- _Problem description_
Find each line in the listing below that contains the word "cardboard", and copy those lines.

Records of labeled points
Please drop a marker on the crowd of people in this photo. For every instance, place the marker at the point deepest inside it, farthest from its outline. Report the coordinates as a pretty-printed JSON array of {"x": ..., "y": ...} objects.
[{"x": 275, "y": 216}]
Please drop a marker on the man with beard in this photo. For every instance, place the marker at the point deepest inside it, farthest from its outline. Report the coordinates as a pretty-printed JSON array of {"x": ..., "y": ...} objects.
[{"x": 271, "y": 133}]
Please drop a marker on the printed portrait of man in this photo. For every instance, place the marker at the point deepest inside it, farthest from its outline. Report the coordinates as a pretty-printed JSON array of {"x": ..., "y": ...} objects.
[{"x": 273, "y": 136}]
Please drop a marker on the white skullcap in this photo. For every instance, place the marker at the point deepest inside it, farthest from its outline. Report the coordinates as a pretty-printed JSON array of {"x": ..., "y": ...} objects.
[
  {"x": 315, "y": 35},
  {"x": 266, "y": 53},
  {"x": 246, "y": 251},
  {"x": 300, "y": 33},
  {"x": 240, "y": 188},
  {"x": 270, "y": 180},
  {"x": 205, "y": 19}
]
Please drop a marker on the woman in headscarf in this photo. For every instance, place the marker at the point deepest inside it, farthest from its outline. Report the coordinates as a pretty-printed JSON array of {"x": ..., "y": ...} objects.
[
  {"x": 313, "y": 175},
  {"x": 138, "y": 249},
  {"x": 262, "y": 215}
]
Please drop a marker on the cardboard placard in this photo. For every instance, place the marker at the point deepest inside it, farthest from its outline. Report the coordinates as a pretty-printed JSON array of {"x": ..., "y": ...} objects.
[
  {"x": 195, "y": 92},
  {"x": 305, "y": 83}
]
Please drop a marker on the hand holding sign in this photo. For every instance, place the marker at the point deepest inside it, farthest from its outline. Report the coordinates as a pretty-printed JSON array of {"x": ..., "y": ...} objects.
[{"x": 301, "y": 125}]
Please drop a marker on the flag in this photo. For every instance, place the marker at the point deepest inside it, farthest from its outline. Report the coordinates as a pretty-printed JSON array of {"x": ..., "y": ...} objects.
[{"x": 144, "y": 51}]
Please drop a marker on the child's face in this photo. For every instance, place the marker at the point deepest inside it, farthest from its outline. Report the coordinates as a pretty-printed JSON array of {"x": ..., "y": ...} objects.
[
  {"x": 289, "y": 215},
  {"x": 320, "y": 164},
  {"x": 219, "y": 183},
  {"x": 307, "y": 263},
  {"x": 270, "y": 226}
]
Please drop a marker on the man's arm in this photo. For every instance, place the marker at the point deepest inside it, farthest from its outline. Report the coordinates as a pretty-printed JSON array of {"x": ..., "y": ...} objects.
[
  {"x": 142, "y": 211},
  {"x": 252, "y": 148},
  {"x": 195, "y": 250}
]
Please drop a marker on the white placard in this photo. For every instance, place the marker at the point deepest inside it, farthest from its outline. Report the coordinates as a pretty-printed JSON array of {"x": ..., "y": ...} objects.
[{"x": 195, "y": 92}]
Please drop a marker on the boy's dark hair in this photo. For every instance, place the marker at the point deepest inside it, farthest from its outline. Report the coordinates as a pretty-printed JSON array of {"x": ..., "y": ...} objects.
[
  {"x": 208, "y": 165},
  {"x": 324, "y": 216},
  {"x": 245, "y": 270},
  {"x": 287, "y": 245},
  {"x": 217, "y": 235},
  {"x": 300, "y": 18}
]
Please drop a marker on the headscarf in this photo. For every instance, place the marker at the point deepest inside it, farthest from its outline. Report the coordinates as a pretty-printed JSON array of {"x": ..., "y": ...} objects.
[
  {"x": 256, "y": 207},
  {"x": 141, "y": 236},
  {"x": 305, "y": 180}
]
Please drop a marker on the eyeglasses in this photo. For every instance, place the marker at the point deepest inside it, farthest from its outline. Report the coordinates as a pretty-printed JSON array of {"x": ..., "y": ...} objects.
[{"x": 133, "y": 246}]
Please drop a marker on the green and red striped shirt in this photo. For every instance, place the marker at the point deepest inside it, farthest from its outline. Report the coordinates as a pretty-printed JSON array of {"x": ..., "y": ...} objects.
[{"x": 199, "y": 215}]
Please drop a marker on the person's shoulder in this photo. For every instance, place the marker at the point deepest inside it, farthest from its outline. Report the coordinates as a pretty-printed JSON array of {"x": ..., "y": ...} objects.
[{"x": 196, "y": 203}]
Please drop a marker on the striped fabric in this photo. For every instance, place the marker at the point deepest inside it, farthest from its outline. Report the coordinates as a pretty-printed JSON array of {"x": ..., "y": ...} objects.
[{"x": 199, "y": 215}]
==
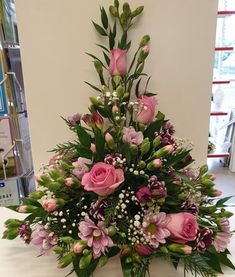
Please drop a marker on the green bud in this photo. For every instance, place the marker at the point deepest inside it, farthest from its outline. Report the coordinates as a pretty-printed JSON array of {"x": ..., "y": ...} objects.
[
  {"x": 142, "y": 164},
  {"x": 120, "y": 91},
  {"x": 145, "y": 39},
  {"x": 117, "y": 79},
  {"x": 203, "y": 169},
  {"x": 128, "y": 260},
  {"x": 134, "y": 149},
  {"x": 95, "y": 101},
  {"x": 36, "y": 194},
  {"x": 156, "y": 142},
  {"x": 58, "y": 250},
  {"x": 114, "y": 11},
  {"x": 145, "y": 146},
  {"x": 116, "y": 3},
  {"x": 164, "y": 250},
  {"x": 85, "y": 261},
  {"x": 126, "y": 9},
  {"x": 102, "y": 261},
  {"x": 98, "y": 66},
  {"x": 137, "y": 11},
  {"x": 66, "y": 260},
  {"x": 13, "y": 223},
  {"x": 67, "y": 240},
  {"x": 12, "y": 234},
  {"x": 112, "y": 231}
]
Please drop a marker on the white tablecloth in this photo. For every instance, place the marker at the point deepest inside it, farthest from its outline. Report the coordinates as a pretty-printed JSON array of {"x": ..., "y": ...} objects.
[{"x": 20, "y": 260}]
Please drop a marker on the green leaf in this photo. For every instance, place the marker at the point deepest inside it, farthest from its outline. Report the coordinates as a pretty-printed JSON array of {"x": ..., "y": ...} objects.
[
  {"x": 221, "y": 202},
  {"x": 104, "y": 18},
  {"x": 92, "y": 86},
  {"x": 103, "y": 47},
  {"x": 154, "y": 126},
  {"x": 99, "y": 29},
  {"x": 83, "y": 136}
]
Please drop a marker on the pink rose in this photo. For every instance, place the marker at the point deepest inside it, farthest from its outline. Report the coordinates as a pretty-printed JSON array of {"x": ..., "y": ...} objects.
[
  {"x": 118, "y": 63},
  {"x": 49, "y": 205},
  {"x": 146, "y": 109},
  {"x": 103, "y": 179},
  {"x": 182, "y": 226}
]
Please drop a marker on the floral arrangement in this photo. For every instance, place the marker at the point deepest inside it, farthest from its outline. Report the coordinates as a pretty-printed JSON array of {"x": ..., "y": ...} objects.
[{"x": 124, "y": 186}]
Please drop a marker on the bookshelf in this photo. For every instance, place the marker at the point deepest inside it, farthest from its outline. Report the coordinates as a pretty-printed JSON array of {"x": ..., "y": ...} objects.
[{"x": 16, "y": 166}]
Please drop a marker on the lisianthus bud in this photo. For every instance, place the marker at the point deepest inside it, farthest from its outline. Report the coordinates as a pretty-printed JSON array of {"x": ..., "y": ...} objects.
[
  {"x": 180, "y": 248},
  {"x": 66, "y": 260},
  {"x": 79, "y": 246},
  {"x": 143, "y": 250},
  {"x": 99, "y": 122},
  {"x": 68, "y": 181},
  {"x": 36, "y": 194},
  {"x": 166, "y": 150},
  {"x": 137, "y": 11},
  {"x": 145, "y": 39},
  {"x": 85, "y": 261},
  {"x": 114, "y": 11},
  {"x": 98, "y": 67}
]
--
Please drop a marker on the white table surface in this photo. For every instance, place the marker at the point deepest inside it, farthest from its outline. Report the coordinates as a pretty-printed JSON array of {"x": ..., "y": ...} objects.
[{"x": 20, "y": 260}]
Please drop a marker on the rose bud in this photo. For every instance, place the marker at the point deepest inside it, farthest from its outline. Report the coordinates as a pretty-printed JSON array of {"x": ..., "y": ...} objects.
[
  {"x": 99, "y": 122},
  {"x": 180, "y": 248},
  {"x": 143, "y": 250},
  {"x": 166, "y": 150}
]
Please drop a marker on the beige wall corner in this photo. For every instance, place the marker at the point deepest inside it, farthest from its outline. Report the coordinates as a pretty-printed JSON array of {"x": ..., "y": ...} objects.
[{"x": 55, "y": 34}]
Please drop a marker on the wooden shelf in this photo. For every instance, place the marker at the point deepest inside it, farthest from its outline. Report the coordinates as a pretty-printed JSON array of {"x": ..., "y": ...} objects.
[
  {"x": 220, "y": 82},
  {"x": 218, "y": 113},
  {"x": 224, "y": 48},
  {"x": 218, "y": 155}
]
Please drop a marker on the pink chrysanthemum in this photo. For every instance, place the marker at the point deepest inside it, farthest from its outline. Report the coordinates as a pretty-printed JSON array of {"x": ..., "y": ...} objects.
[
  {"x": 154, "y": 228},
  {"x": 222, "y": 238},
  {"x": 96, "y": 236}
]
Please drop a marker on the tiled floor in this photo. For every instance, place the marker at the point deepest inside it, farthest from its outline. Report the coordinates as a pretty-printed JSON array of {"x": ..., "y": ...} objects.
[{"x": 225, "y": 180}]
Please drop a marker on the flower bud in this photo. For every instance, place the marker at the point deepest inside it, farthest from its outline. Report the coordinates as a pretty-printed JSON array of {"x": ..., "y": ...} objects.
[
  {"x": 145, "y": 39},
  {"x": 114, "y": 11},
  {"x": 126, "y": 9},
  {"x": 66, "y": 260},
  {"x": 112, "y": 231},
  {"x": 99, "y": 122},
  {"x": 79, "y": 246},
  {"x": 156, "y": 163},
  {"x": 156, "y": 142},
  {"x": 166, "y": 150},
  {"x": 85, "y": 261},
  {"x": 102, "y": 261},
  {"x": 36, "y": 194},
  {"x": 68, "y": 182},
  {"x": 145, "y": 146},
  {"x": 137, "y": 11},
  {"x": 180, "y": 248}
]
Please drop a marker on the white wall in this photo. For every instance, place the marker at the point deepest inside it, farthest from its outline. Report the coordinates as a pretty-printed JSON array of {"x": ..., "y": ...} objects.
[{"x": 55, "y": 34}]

- _The reply_
Please drop a marker on the cardboard placard in this photo. For every instance, place the marker at the point deepest inside it, farthest from its outline. Report the coordinates as a pretty-printed JSON array of {"x": ..., "y": ...} objects.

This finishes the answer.